# CHALLENGE
Please rewrite the entries below with every "pin" changed to "marker" and everything else left as it is.

Pointing dataset excerpts:
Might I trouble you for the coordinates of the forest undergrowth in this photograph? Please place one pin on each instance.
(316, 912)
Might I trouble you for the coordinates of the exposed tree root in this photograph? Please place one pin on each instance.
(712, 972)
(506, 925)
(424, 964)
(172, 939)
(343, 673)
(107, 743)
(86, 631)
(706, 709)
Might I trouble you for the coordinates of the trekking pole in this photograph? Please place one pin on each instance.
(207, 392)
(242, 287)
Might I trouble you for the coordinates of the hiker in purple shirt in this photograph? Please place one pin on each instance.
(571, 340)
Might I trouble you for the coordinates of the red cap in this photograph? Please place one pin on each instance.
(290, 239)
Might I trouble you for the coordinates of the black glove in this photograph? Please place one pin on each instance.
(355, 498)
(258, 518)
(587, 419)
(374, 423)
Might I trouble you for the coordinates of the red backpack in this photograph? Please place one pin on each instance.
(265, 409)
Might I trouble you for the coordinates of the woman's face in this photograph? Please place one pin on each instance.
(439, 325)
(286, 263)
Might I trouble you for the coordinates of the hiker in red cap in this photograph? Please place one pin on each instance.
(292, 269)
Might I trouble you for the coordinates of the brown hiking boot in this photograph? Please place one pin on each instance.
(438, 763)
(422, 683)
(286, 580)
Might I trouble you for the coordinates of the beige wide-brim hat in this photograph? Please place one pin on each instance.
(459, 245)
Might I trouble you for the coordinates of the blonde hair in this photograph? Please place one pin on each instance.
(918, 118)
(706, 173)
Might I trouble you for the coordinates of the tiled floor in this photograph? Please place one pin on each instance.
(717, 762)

# REPLY TO THE EXERCISE
Might I trouble you for the coordinates of the forest undergrowth in this photograph? Please place one marker on each instance.
(316, 912)
Might I trouble you for the coordinates of the exposed tree root in this photograph? Please place one marker on each instance.
(712, 972)
(506, 925)
(424, 964)
(172, 939)
(343, 673)
(107, 743)
(86, 631)
(706, 709)
Might I trouble you for the coordinates of the trekking pole in this photograph? Please place one marker on each instance.
(207, 392)
(242, 287)
Might I trouble you for the coordinates of the hiker in purple shirt in this photograph? Please place one marker on each instance.
(571, 340)
Might I trouble you for the coordinates of the red cap in this photograph? Please place one marker on each instance.
(290, 239)
Might I trouble you for the coordinates of the black glove in this photograph? Please place one marker on each instance.
(355, 498)
(258, 518)
(587, 419)
(374, 423)
Might I trouble you for the coordinates of the red backpack in this photograph? Please place one marker on each instance.
(265, 409)
Might I trouble you for the coordinates of the woman's face in this photograph? Please place one marker on each instance.
(439, 325)
(286, 263)
Might I trouble you for the coordinates of the hiker in red cap in this photograph? Please place one marker on each instance.
(292, 269)
Might I trouble you for the coordinates of the brown hiking boot in this photograph? Please place one marker on each instance.
(438, 763)
(422, 683)
(286, 580)
Might I trouble you for the coordinates of the beige wide-brim hat in this photograph? Please place one marker on each instance.
(459, 245)
Might I trouble you for the coordinates of the blonde hair in this photograph? Please place one marker on each instance.
(918, 118)
(706, 173)
Might I trouble you for the coordinates of the tiled floor in this photograph? Please place one marker on each instance.
(717, 762)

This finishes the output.